(A run of records)
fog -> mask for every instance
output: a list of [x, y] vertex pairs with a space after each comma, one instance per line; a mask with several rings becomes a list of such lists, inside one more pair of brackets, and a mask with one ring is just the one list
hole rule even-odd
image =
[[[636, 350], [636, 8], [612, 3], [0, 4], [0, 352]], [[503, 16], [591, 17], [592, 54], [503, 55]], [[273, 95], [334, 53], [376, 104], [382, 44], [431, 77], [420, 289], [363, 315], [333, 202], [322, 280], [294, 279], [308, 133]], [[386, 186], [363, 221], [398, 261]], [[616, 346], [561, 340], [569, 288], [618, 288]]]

• What needs to be done
Reproduce every line of the records above without any change.

• Written answer
fog -> mask for every instance
output: a list of [x, y] vertex pairs with a space after each comma, one instance per line; a mask with several rings becomes a list of such lists, inside one more pair of brackets, and a mask with one ring is just the one list
hole rule even-odd
image =
[[[636, 350], [636, 8], [612, 3], [0, 4], [0, 352]], [[503, 16], [591, 17], [592, 54], [503, 55]], [[273, 95], [334, 53], [376, 104], [382, 44], [431, 77], [420, 289], [363, 315], [333, 202], [322, 280], [294, 279], [308, 133]], [[386, 186], [363, 221], [398, 261]], [[616, 346], [561, 340], [569, 288], [618, 288]]]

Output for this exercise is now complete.